▶ **Exercise directions**
Continue the SpiceDB memory usage issue below, picking up right after its last line. Ignore the listing that follows it.

:: Document ::

Memory usage increasing with each permissions check call

janekmichalik commented 2 weeks ago

What platforms are affected?

linux

What architectures are affected?

amd64

What SpiceDB version are you using?

v1.30.0 v1.33.0

Steps to Reproduce

Use spicedb for permissions check.

Spicedb runtime configuration:

command:
  - spicedb
  - serve
  - --skip-release-check
  - --grpc-tls-cert-path=/etc/tls-secrets/tls.crt
  - --grpc-tls-key-path=/etc/tls-secrets/tls.key
  - --datastore-engine=postgres
  - --datastore-conn-uri=postgres://$(POSTGRES_USERNAME):$(POSTGRES_PASSWORD)@$(POSTGRES_HOST)/$(POSTGRES_DATABASE)?sslmode=$(POSTGRES_SSLMODE)
  - --telemetry-endpoint=
  - --datastore-conn-pool-read-max-open=20 
  - --datastore-conn-pool-write-max-open=10
  - --datastore-gc-interval=5m
  - --datastore-gc-window=1h
  - --dispatch-cache-metrics=true
  - --dispatch-cluster-cache-metrics=true
  - --dispatch-concurrency-limit=50
  - --dispatch-cache-num-counters=500
  - --dispatch-cluster-cache-max-cost=20%
  - --dispatch-cluster-cache-num-counters=5000
  - --log-level=debug

but I have also tried with the default one:

command:
  - spicedb
  - serve
  - --skip-release-check
  - --grpc-tls-cert-path=/etc/tls-secrets/tls.crt
  - --grpc-tls-key-path=/etc/tls-secrets/tls.key
  - --datastore-engine=postgres
  - --datastore-conn-uri=postgres://$(POSTGRES_USERNAME):$(POSTGRES_PASSWORD)@$(POSTGRES_HOST)/$(POSTGRES_DATABASE)?sslmode=$(POSTGRES_SSLMODE)

:::
:: Provided material ::

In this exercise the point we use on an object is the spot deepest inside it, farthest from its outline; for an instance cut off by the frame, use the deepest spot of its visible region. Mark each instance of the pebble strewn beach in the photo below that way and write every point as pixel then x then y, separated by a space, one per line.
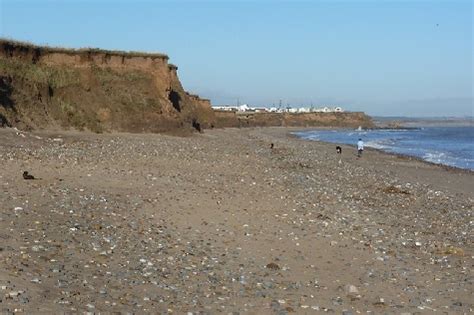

:::

▶ **Written response**
  - --telemetry-endpoint=

it is running within k3s pod.

Expected Result

Memory not increasing -> memory released.

Actual Result

The memory use is increasing with each permissions check during performance/load tests.

My pod has 1GB memory limit, and when it reaches the limit, it starts to throw 403 errors.

It looks like the cache is not released.

ecordell commented 2 weeks ago

A few things could be going on here. Can you share more details of how you are generating load? That might give us more of a clue.

One thing to look at is the caches themselves. There are multiple caches in SpiceDB; the sum of their defaults + overhead for normal running may greater than the 1GB you have available during your load test. I see you have set --dispatch-cluster-cache-max-cost=20% but there is also --dispatch-cache-max-cost=20%.

By default SpiceDB (grpc, really) spawns a goroutine per request. If you are sending a huge number of parallel requests, it may be spinning up too many goroutines and eating up your overhead. There are flags to control this as well (--grpc-max-workers and --dispatch-cluster-max-workers). Note that right now, SpiceDB itself doesn't have any sophisticated load shedding beyond what grpc provides, so it's still possible to blow memory up with sufficient load. If that's an operational concern, we recommend sticking a rate limiter in front of SpiceDB (at least until we have admission controls in place).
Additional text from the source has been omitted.